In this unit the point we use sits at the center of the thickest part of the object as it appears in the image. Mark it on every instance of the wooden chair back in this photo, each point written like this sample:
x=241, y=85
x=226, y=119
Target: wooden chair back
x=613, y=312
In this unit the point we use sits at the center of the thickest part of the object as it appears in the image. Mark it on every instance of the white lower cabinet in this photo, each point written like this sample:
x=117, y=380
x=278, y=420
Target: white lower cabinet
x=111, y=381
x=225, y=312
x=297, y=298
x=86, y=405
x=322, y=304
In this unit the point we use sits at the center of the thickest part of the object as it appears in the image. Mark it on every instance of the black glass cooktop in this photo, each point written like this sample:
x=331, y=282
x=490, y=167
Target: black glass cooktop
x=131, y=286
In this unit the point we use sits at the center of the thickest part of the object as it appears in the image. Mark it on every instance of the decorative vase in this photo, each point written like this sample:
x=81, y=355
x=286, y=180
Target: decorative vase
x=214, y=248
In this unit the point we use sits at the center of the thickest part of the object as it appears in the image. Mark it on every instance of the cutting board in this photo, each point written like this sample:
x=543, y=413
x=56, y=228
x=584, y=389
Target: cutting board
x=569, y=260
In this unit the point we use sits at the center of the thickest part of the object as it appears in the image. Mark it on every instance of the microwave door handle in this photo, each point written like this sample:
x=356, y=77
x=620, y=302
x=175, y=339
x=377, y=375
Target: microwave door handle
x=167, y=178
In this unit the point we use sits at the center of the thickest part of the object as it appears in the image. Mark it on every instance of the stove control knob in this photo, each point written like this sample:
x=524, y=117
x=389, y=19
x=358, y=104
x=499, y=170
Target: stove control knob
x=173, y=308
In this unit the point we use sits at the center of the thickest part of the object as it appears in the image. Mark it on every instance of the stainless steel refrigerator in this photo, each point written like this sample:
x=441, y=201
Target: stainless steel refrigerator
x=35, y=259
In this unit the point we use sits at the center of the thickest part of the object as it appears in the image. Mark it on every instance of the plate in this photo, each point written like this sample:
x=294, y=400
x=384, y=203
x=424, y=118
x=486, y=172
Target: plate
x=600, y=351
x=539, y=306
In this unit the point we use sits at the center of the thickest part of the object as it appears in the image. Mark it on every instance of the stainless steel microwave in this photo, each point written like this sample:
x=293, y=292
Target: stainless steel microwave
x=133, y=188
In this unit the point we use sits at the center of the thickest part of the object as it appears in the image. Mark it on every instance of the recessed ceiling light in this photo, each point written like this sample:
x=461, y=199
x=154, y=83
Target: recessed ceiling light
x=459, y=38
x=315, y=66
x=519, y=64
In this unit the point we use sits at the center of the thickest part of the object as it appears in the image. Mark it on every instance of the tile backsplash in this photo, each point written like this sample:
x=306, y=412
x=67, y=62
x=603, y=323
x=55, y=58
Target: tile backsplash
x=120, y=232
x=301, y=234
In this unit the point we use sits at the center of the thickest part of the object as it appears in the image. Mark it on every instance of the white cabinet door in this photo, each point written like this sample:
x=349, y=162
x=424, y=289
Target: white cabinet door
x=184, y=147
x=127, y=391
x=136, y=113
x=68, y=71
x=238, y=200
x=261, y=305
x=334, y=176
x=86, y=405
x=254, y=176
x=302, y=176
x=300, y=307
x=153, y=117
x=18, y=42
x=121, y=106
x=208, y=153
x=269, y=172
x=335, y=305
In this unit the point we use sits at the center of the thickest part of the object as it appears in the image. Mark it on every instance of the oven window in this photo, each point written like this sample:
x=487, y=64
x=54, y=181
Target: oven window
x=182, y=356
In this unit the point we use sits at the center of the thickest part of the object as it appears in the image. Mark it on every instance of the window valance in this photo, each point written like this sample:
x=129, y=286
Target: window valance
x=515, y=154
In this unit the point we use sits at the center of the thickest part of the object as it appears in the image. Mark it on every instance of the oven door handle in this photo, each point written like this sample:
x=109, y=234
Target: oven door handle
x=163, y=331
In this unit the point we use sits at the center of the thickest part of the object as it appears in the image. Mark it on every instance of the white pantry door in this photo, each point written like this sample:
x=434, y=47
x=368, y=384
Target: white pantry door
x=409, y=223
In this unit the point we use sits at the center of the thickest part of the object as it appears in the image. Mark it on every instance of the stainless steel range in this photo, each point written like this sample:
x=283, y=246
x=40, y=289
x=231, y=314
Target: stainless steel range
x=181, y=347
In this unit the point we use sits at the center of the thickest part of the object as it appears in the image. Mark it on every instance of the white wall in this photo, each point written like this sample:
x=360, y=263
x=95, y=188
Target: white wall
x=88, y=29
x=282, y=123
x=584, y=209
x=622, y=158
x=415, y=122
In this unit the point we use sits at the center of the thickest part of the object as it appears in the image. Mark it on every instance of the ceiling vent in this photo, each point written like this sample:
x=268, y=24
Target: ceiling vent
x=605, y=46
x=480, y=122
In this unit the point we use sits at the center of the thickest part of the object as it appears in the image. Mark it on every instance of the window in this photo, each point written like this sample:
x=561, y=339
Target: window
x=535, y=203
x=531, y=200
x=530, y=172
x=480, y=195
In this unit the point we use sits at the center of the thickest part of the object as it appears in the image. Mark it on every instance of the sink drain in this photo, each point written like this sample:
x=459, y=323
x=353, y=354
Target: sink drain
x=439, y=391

◆ ◆ ◆

Action item:
Every record above should be written out exactly.

Output of the exercise:
In this unit the point we use sits at the center of the thickest part of the object as it appears in the image. Mark it on every instance of the wooden chair back in this photo, each point written like this sample:
x=241, y=85
x=226, y=119
Target: wooden chair back
x=613, y=312
In this unit the point we use sits at the center of the thickest part of the object as it appears in the image. Mark it on every instance of the white lower cabinet in this photo, each point written like this sample:
x=117, y=380
x=278, y=420
Target: white lower cabinet
x=111, y=381
x=225, y=312
x=297, y=298
x=86, y=405
x=322, y=304
In this unit the point we use sits at the center of the thickest part of the object as it appears in the image. Mark it on every instance of the black glass cooktop in this photo, each point written like this sample:
x=331, y=282
x=490, y=167
Target: black glass cooktop
x=131, y=286
In this unit the point we use sits at the center of the thickest part of the object as it appears in the image. Mark it on every instance of the decorative vase in this photo, each point written like this sample:
x=81, y=355
x=286, y=180
Target: decorative vase
x=214, y=248
In this unit the point we use sits at the center of the thickest part of the object as it appears in the image. Mark it on every instance of the cutting board in this photo, each point written like this sample:
x=543, y=413
x=56, y=228
x=584, y=389
Target: cutting board
x=569, y=260
In this unit the point we use sits at the center of the thickest part of the object as it appears in the image. Mark it on every instance of the microwave door handle in this photo, each point written like this sample:
x=356, y=77
x=620, y=302
x=175, y=339
x=377, y=375
Target: microwave door handle
x=167, y=178
In this unit the point we use sits at the center of the thickest part of the object as it appears in the image. Mark it on every instance of the stove control knob in this photo, each point written like this sample:
x=524, y=117
x=389, y=19
x=358, y=104
x=499, y=170
Target: stove control knob
x=173, y=308
In this unit the point we use sits at the center of the thickest part of the object as it appears in the image. Mark it on every instance of the stainless steel refrigerator in this photo, each point written like this sample:
x=441, y=201
Target: stainless steel refrigerator
x=35, y=259
In this unit the point we use sits at the center of the thickest part of the object as it appears in the image. Mark it on every instance of the plate in this photo, each point written like this sample:
x=294, y=400
x=384, y=203
x=424, y=118
x=486, y=172
Target: plate
x=600, y=351
x=539, y=306
In this unit the point we use sits at the center of the thickest part of the object as it appears in the image. Mark it on every instance of the stainless steel microwave in this photo, each point written like this sample:
x=293, y=292
Target: stainless steel microwave
x=133, y=188
In this unit the point we use sits at the center of the thickest part of the object as it appears in the image. Mark it on every instance of the recessed ceiling light in this photo, each point written like this sample:
x=461, y=199
x=154, y=83
Target: recessed ceiling light
x=459, y=38
x=315, y=66
x=519, y=64
In this unit the point we use sits at the center of the thickest part of the object as it appears in the image. Mark it on every instance of the tile backsplash in this photo, each point written like this sample:
x=306, y=412
x=67, y=62
x=603, y=323
x=55, y=58
Target: tile backsplash
x=120, y=232
x=301, y=234
In this unit the point we use sits at the center of the thickest part of the object as it appears in the image. Mark it on every instance of the white cabinet door in this photo, each point written like this sample:
x=349, y=162
x=424, y=289
Target: white cabinet door
x=184, y=147
x=127, y=391
x=136, y=113
x=68, y=71
x=238, y=200
x=261, y=305
x=334, y=176
x=86, y=405
x=254, y=176
x=302, y=176
x=300, y=307
x=153, y=117
x=18, y=42
x=121, y=106
x=208, y=153
x=269, y=172
x=335, y=305
In this unit the point we use sits at the center of the thickest part of the object as it appears in the image. Mark it on every instance of the oven window in this photo, each point written like this sample:
x=487, y=64
x=54, y=181
Target: oven window
x=182, y=356
In this unit the point we use sits at the center of the thickest part of the object as it appears in the image. Mark it on every instance of the window valance in this photo, each point written like this sample:
x=129, y=286
Target: window valance
x=515, y=154
In this unit the point we use sits at the center of the thickest part of the object as it appears in the image. Mark it on every instance of the oven door handle in this photo, each point written like this sample:
x=109, y=234
Target: oven door handle
x=163, y=331
In this unit the point we use sits at the center of the thickest part of the object as it appears in the image. Mark it on every instance of the white pantry door in this photo, each point written like this sample:
x=434, y=47
x=368, y=384
Target: white pantry door
x=409, y=223
In this unit the point we use sits at the center of the thickest part of the object as it appears in the image. Mark it on every instance of the stainless steel range in this photo, each point written like this sample:
x=283, y=246
x=40, y=289
x=231, y=314
Target: stainless steel range
x=181, y=347
In this unit the point we use sits at the center of the thickest part of the object as it appears in the image. Mark it on every instance of the white wall in this photo, each point written like this sample:
x=360, y=263
x=95, y=188
Target: white wall
x=88, y=29
x=282, y=123
x=584, y=209
x=622, y=158
x=415, y=122
In this unit the point we use sits at the center of the thickest part of the object as it appears in the image. Mark it on every instance of the ceiling vent in this photo, each point written like this sample:
x=268, y=24
Target: ceiling vent
x=605, y=46
x=480, y=122
In this unit the point we use sits at the center of the thickest part of the object as it appears in the image. Mark it on every instance of the window in this photo, each point written like this sample:
x=561, y=339
Target: window
x=535, y=203
x=531, y=200
x=530, y=172
x=480, y=195
In this unit the point we use sits at the center of the thickest part of the object as it appears in the image. Mark it on every instance of the sink drain in this photo, each point written like this sample:
x=459, y=323
x=353, y=354
Target: sink drain
x=439, y=391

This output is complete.